___ PASSAGE PROVIDED ___

Bug #20859 ndbd node fails to recover
Submitted: 5 Jul 2006 6:10 Modified: 7 Aug 2006 14:18
Reporter: David Abbott Email Updates:
Status: Not a Bug Impact on me:
Category:MySQL Cluster: Cluster (NDB) storage engine Severity:S2 (Serious)
Version:5.0.22 OS:Linux (Red Hat Linux ES4)
Assigned to: CPU Architecture:Any

[5 Jul 2006 6:10] David Abbott
A MySQL 5.0.22 SQL Server node started reporting 241 and 1204 errors i.e.
"Got temporary error 1204 'Temporary failure, distribution changed'"

Re-starting the ndbd server also running on this node failed and generated
stack traces (attached).

How to repeat:
Unable to repeat, ndbd node still down.

Suggested fix:
Will probably re-build with ndbd --initial.
[5 Jul 2006 6:11] David Abbott
ndbd and mysql logs

Attachment: ndblogs.tgz (application/octet-stream, text), 78.62 KiB.

[5 Jul 2006 6:13] David Abbott
cluster config.ini

Attachment: config.ini (application/octet-stream, text), 767 bytes.

[5 Jul 2006 6:29] David Abbott
cluster log file excerpt

Attachment: ndb_1_cluster.log (application/octet-stream, text), 22.57 KiB.

[5 Jul 2006 12:50] Miguel Solorzano
Changing Category to Cluster.
[6 Jul 2006 13:37] Jonas Oreland
The cluster log (and error log) indicates heartbeat failures.

This often indicates very high load on cpu/disk/mem/network.

___

- **SET EXERCISE 1**
Please pick out each line of the entries below that contains the word "blue".

___ ENTRIES SUPPLIED ___

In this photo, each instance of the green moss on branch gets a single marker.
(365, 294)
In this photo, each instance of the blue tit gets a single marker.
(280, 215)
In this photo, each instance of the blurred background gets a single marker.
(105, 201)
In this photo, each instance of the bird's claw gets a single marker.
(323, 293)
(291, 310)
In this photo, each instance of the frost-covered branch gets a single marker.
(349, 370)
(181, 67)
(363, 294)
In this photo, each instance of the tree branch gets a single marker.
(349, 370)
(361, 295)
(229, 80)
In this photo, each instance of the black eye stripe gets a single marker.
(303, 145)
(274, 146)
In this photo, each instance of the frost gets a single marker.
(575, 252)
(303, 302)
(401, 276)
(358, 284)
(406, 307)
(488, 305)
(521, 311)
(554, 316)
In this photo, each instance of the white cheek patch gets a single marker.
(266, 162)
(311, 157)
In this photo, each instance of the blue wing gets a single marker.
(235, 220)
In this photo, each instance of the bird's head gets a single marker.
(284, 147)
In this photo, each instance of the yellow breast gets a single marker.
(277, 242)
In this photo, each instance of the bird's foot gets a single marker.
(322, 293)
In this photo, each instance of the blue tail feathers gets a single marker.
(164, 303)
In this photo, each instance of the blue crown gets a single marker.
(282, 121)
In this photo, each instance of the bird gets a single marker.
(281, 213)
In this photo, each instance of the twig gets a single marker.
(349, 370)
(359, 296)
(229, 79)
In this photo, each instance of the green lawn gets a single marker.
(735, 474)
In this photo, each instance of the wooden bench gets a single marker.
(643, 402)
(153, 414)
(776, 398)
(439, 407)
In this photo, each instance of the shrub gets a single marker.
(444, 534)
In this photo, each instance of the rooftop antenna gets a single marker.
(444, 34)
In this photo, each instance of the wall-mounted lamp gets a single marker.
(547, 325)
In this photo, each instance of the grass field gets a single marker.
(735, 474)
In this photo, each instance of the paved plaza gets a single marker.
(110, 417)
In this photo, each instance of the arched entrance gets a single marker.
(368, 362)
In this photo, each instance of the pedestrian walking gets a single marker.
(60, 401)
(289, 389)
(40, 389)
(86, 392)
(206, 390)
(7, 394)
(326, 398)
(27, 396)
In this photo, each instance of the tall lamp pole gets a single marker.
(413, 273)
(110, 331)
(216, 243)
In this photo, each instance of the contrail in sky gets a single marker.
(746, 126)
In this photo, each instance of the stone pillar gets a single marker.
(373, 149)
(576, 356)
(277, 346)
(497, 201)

___

- **SET EXERCISE 2**
Name every file attached to the bug report.

- **RESPONSE 1**
In this photo, each instance of the blue tit gets a single marker.
In this photo, each instance of the blue wing gets a single marker.
In this photo, each instance of the blue tail feathers gets a single marker.
In this photo, each instance of the blue crown gets a single marker.

- **RESPONSE 2**
ndblogs.tgz, config.ini, ndb_1_cluster.log